Give back the line where "Point out the dark" appears and all the lines after it until the listing ends, unchanged and with nothing else.

▬▬▬▬▬▬▬▬▬▬

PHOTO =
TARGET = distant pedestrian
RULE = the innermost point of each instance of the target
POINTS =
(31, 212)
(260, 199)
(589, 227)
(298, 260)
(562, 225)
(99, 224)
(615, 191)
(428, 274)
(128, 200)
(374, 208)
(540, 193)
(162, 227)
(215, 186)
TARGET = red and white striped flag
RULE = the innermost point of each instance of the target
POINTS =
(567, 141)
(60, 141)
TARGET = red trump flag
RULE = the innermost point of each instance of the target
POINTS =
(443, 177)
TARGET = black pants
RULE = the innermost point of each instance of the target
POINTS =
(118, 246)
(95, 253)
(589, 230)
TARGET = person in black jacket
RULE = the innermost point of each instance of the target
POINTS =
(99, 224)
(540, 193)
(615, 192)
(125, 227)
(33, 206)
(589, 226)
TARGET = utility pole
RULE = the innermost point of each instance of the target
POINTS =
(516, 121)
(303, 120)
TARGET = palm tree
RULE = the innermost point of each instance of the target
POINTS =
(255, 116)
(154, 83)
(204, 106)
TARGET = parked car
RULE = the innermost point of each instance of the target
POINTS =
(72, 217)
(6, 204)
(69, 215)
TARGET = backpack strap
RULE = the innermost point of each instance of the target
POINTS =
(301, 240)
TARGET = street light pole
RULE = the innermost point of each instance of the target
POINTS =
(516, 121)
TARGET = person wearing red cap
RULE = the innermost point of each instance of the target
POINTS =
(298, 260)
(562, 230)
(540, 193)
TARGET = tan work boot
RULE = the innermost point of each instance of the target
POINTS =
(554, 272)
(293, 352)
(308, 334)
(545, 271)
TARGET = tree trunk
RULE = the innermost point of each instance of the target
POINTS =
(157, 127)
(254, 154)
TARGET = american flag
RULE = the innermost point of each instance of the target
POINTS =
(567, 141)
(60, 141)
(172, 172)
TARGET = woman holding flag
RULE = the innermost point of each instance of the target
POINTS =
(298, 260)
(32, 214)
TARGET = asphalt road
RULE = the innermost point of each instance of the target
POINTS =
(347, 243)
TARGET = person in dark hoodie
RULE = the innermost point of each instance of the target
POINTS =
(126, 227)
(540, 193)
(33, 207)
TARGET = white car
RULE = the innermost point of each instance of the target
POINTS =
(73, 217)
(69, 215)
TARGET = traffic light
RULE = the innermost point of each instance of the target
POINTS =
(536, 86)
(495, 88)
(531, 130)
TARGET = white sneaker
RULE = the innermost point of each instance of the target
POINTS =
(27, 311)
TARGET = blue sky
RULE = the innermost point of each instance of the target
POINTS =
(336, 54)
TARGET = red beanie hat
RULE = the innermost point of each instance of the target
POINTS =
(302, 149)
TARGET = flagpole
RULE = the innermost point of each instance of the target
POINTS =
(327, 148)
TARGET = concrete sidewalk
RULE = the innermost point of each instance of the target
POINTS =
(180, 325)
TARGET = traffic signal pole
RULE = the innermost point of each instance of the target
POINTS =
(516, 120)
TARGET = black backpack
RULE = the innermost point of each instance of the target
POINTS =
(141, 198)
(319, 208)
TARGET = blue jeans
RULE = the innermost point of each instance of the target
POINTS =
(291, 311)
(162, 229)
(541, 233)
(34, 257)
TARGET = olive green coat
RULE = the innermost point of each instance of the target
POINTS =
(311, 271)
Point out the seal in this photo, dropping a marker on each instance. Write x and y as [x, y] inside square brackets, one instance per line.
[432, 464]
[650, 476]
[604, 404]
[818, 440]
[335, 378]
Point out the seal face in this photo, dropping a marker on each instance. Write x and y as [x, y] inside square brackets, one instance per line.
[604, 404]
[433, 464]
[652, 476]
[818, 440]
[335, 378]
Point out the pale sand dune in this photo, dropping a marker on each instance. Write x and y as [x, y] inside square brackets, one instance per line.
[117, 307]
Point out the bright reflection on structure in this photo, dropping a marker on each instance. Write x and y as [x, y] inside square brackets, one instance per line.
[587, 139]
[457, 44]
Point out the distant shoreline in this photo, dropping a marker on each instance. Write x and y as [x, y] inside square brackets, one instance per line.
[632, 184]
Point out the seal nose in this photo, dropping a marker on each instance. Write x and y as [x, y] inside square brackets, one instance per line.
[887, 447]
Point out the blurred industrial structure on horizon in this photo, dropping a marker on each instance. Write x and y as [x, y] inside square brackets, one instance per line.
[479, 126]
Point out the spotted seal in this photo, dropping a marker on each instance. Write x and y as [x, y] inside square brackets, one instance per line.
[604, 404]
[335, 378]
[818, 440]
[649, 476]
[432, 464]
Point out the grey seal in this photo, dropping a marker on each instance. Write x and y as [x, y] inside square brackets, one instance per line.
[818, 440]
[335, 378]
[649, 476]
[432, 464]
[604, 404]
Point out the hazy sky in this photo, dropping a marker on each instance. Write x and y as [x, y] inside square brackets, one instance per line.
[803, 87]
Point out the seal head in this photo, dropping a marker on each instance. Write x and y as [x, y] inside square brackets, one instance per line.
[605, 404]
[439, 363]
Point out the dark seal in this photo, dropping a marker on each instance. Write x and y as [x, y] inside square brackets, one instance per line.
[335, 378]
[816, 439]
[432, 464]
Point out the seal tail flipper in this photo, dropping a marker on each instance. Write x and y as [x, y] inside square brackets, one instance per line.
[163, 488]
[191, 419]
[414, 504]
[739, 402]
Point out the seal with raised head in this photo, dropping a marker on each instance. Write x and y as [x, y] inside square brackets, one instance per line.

▬▬▬▬▬▬▬▬▬▬

■ Exercise answer ■
Point out the dark seal in this photo, dropping a marker on each instance. Write x and y as [x, y] inside square brackets, one instance per line.
[335, 378]
[816, 439]
[432, 464]
Point out the seal tail flipper in this photo, dropping a marker on each instance. Write x and y as [x, y] inside square brackets, one instance per line.
[163, 488]
[191, 419]
[414, 504]
[739, 402]
Point out the seal with raised head in this photo, dropping a marker on each instance. Write x and y as [x, y] inside square brackets, one instance per line.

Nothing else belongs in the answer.